Without skipping anything, write out each record below exactly.

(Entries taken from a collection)

◆ ◆ ◆ ◆ ◆

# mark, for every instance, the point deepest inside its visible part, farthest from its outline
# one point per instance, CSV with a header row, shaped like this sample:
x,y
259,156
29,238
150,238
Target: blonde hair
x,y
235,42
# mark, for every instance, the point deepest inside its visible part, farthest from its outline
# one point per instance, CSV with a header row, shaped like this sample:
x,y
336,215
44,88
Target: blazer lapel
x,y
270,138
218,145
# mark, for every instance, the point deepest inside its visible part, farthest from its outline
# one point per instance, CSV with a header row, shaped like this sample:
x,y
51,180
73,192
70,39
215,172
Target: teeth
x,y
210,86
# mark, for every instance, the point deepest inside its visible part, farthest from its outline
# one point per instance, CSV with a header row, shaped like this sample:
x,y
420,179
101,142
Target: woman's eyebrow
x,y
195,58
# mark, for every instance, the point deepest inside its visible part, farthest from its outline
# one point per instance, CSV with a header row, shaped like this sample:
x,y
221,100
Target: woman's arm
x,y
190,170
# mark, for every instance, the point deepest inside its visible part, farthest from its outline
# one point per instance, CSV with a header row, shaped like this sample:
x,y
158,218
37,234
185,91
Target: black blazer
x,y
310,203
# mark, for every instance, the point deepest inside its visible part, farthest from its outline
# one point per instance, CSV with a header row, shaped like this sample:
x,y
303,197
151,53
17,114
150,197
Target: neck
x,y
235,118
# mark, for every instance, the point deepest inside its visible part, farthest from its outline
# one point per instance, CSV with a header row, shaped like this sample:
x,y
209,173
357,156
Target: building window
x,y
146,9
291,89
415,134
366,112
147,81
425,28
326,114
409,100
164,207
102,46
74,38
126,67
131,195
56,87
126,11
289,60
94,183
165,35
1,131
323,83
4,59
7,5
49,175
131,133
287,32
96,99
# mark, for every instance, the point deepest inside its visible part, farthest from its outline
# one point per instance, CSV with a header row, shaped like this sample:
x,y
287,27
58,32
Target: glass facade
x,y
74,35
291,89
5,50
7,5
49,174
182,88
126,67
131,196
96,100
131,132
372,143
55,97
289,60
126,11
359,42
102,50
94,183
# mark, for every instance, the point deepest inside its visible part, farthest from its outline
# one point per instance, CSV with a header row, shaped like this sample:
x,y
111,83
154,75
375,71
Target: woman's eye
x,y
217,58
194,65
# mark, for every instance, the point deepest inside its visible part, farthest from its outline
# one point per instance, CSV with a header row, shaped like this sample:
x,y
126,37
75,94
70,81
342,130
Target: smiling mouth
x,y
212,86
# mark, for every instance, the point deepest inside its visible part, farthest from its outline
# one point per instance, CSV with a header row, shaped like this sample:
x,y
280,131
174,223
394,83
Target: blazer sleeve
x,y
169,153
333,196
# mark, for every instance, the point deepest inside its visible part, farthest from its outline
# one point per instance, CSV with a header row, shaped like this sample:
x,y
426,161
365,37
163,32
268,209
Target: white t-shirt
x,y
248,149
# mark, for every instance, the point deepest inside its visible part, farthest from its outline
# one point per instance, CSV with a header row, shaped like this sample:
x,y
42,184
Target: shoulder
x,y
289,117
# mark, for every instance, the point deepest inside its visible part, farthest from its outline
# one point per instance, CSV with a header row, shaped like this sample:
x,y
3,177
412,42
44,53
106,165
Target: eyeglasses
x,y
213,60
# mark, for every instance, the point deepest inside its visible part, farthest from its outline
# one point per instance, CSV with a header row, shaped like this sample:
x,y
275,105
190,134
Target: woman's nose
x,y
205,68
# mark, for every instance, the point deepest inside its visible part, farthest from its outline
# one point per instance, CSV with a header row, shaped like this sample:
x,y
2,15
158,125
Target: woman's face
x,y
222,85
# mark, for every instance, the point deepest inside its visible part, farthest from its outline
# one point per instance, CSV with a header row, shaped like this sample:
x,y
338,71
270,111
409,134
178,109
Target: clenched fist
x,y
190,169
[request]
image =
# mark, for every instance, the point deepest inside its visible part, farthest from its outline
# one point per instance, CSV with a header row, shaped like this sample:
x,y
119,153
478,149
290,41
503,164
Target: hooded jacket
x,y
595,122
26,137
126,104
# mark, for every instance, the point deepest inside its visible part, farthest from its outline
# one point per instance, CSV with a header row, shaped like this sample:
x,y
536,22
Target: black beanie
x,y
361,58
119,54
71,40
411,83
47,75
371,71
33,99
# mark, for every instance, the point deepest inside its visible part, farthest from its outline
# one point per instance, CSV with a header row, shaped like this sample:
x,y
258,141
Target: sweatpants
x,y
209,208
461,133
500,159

◆ ◆ ◆ ◆ ◆

> **ANSWER TO THIS TASK**:
# mark, for every instance, the point deepest inside its visible part, farthest from its outline
# one point per instance, CSV with a header row, shaped like this sample:
x,y
259,156
29,238
150,238
Target: blonde hair
x,y
235,42
# mark, for every instance, the point deepest inside its visible part, farthest from its outline
# one point per instance, CSV with a header row, shaped like this sample:
x,y
336,215
44,88
Target: blazer lapel
x,y
270,138
218,145
# mark, for every instance, the point deepest inside its visible part, farthest from its outline
# one point per instance, CSV with a header row, shaped like this sample:
x,y
51,180
73,192
70,39
215,172
Target: teeth
x,y
210,86
# mark, for every instance, the point deepest inside its visible part, farthest from its outline
# one point per instance, CSV with a header row, shaped like this sample:
x,y
420,179
101,142
Target: woman's eyebrow
x,y
195,58
# mark, for every instance, the point deepest inside its visible part, farthest from its outline
# one point per instance, CSV with a header row, shaped like this sample:
x,y
221,100
Target: woman's arm
x,y
190,170
# mark, for every instance, the point deepest inside its visible part, farthest from its outline
# one point per instance, CSV with a header row, shaped like this sample:
x,y
158,218
37,234
185,91
Target: black blazer
x,y
310,203
# mark, for every instance, the point deepest inside its visible part, farthest from its outline
# one point per instance, CSV with a header row, shaped like this sample:
x,y
303,197
151,53
17,114
150,197
Target: neck
x,y
235,118
# mark, for every instance, the point deepest inside its visible part, farthest from its outline
# one point per instance, CSV with a header row, shaped like this sample:
x,y
209,173
357,156
Target: building window
x,y
146,9
291,89
415,134
366,112
147,81
425,28
326,114
409,100
164,207
102,46
74,38
126,67
131,195
56,87
126,11
289,60
94,183
165,35
1,131
323,83
4,59
7,5
49,175
131,133
287,32
96,99
# mark, for every instance, the point deepest inside its visible part, farthest from its outline
# one point per instance, CSV with a header row, shaped like this sample:
x,y
287,27
58,32
Target: glass facade
x,y
74,35
291,89
5,50
7,5
49,174
182,88
126,67
131,196
96,100
131,132
372,143
55,97
289,60
126,11
359,42
102,50
94,183
# mark, for every instance, the point deepest inside its visible part, farthest from its outline
# one point per instance, CSV with a header row, shaped like this sample:
x,y
111,83
154,75
375,71
Target: woman's eye
x,y
217,58
194,65
# mark, for every instance, the point deepest inside its visible part, farthest from its outline
# one point per instance, CSV with a header row, shaped like this sample:
x,y
126,37
75,94
70,81
342,130
Target: smiling mouth
x,y
212,86
# mark, for every instance, the point deepest inside its visible part, farthest from its outline
# one point per instance, CSV with a header row, shaped like this sample:
x,y
280,131
174,223
394,83
Target: blazer sleeve
x,y
169,153
333,196
# mark, for every instance, the point deepest inside its visible part, farthest from its outline
# one point per instance, CSV with a header row, shaped like this sample:
x,y
426,161
365,37
163,32
268,209
Target: white t-shirt
x,y
248,149
# mark, for every instance, the point deepest inside its visible part, farthest from its outline
# one point per instance, CSV with a header row, shaped like this sample:
x,y
42,184
Target: shoulder
x,y
289,117
# mark, for every instance, the point deepest inside its visible part, farthest from its outline
# one point per instance, CSV with a header row, shaped like this sample:
x,y
3,177
412,42
44,53
106,165
Target: eyeglasses
x,y
213,60
# mark, for every instance, the point deepest inside its visible part, farthest from its outline
# one point per instance, CSV with a header row, shaped like this sample:
x,y
275,105
190,134
Target: woman's nose
x,y
205,68
# mark, for every instance, the point deepest inside its visible part, farthest from its outline
# one point per instance, CSV with a header row, shaped like this sample:
x,y
2,15
158,125
Target: woman's face
x,y
222,85
# mark, for every instance, the point deepest inside its visible part, farthest from its outline
# one point per instance, CSV with a header row, shaped like this sample:
x,y
338,71
270,111
409,134
178,109
Target: clenched fist
x,y
190,169
[request]
image =
# mark, for every instance, the point deepest inside its visible part, farthest from its outline
# one point per instance, CSV with a header row, shaped like this sample:
x,y
119,153
478,149
290,41
503,164
Target: hooded jacket
x,y
595,122
26,137
126,104
# mark, for every instance, the point deepest inside its visible part, farthest from its outline
# one point per instance, CSV with a header row, shaped like this sample:
x,y
536,22
Target: black beanie
x,y
361,58
119,54
71,40
411,83
47,75
371,71
33,99
# mark, for every instance, the point deepest inside its visible part, farthest from its outline
# one point per instance, CSV with a header row, shaped like this sample:
x,y
258,141
Target: sweatpants
x,y
209,208
461,133
500,159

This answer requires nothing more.